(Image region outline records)
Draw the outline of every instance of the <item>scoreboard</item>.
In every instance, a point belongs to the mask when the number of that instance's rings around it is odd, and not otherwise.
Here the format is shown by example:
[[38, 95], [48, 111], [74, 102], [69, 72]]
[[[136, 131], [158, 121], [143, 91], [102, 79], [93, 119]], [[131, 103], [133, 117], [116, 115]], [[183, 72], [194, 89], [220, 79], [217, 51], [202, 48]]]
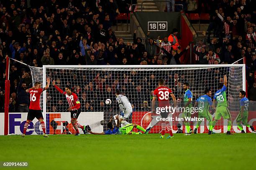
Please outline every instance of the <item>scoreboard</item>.
[[148, 21], [148, 31], [167, 31], [167, 21]]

WHAT YOU ARE ASKED TO DO:
Change "scoreboard" to "billboard" everywhere in the material, then write out all of it again with nothing else altered. Leave out the pictures.

EXPECTED ANSWER:
Draw the outline of every instance of the <item>billboard</item>.
In every instance, a point belongs to the mask when the number of that instance's rings around it is odd, and not otherwise.
Here the format is shown by example:
[[38, 95], [48, 111], [74, 102], [69, 72]]
[[[136, 131], [158, 121], [143, 91], [102, 79], [93, 119]], [[131, 103], [133, 117], [116, 115]], [[183, 72], [194, 89], [220, 79], [217, 51], [202, 48]]]
Please outline every instance of the <item>billboard</item>.
[[148, 21], [148, 31], [167, 31], [167, 21]]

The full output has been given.